Cultivation of adherent cells is typically performed in T-flasks, multi-layered cell stacks, fixed-bed bioreactors, or microcarrier-based stirred-tank bioreactors. Each system can support either 2D or 3D cultivation approaches, depending on the process goals and cell type requirements. One of the main challenges in adherent culture remains scalability. Expanding adherent cultures to larger volumes often requires additional handling, enzymatic detachment for ell passaging, and increased surface area, which can make large-scale production labor-intensive and costly.

What is suspension cell culture?

Suspension cell culture, in contrast, involves cells that grow freely in a liquid medium without the need for attachment to a solid surface. This method is ideal for cells that naturally exist as single-cell suspensions, such as blood and immune cells, and certain tumor cell lines. Many industrial cell lines used in biopharmaceutical production, such as Chinese Hamster Ovary (CHO) cells and HEK293 cells, have been adapted to grow in suspension to facilitate large-scale biomanufacturing (1-2).

Because suspension cultures do not require a growth surface, they offer significant advantages in terms of scalability. Large volumes of cells can be expanded more efficiently using stirred-tank bioreactors, wave bioreactors, and perfusion systems. These bioreactor systems provide better control over key parameters such as oxygenation, pH, and nutrient distribution, ensuring consistent growth and productivity (3).

Despite these advantages, not all cell types can be easily transitioned into suspension culture. Some cells require adaptation, which can involve gradual passaging in suspension-friendly media or genetic modifications. Additionally, suspension cultures are more susceptible to shear stress from mixing and agitation, requiring careful optimization of bioreactor conditions to maintain cell viability (4).

(Saved data entries)
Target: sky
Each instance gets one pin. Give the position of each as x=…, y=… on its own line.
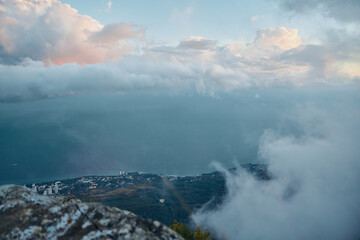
x=93, y=87
x=187, y=87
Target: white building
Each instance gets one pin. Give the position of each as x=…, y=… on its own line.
x=48, y=191
x=56, y=188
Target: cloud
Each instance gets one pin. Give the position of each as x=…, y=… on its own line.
x=314, y=190
x=54, y=33
x=198, y=43
x=278, y=37
x=345, y=11
x=275, y=58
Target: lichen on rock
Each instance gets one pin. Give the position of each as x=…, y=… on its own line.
x=26, y=215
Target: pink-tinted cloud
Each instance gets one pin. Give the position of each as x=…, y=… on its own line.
x=53, y=32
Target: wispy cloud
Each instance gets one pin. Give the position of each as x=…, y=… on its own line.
x=313, y=193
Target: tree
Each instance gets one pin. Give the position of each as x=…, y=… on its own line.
x=187, y=234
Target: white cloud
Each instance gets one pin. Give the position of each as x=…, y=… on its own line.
x=314, y=191
x=280, y=37
x=53, y=32
x=345, y=11
x=196, y=64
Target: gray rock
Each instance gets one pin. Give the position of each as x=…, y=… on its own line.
x=27, y=215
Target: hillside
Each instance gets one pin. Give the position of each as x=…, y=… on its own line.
x=154, y=196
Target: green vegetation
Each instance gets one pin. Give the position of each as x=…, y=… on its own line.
x=187, y=234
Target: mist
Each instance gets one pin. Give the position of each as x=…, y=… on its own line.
x=314, y=191
x=151, y=132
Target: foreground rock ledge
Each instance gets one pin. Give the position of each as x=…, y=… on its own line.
x=27, y=215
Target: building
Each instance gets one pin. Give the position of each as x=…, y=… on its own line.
x=56, y=188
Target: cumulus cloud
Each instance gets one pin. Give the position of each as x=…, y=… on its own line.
x=53, y=32
x=275, y=58
x=278, y=37
x=314, y=191
x=345, y=11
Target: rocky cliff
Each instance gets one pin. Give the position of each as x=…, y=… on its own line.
x=27, y=215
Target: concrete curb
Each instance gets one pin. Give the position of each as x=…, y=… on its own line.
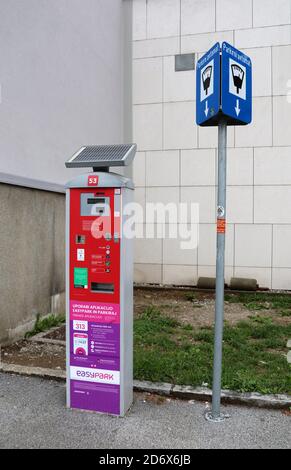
x=183, y=392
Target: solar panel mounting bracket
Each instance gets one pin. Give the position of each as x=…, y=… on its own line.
x=102, y=157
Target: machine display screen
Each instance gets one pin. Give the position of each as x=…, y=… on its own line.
x=96, y=200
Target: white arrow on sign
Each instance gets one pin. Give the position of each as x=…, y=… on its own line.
x=206, y=109
x=237, y=108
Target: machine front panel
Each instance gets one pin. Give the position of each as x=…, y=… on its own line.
x=94, y=273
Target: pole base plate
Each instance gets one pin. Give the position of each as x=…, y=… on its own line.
x=216, y=419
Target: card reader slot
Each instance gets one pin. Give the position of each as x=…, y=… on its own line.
x=105, y=288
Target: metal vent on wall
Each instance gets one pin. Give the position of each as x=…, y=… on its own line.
x=102, y=156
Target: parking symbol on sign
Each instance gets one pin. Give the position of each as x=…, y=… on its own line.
x=207, y=79
x=237, y=79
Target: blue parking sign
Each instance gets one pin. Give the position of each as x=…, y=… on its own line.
x=224, y=87
x=208, y=87
x=236, y=87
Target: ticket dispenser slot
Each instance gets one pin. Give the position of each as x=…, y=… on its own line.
x=99, y=283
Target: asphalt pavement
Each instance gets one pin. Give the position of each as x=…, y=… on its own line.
x=33, y=415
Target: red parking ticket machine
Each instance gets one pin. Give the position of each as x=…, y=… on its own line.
x=99, y=290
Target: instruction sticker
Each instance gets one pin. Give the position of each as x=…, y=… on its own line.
x=221, y=225
x=81, y=277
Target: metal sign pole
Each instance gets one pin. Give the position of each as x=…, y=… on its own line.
x=215, y=414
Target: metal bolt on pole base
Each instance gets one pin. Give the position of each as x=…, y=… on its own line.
x=216, y=419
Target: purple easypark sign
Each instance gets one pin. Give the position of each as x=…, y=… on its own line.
x=95, y=357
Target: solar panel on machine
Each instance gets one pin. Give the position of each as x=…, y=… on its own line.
x=103, y=156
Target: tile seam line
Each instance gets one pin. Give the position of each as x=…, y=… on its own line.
x=205, y=33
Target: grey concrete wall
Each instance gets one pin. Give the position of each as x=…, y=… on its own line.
x=32, y=253
x=62, y=81
x=65, y=82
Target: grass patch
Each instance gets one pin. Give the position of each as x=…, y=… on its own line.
x=261, y=301
x=44, y=324
x=165, y=350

EXERCISE REQUIREMENTS: Can you copy out the part of the cell culture text starting at "Because suspension cultures" and ending at "and productivity (3)."?

EXERCISE RESULT:
Because suspension cultures do not require a growth surface, they offer significant advantages in terms of scalability. Large volumes of cells can be expanded more efficiently using stirred-tank bioreactors, wave bioreactors, and perfusion systems. These bioreactor systems provide better control over key parameters such as oxygenation, pH, and nutrient distribution, ensuring consistent growth and productivity (3).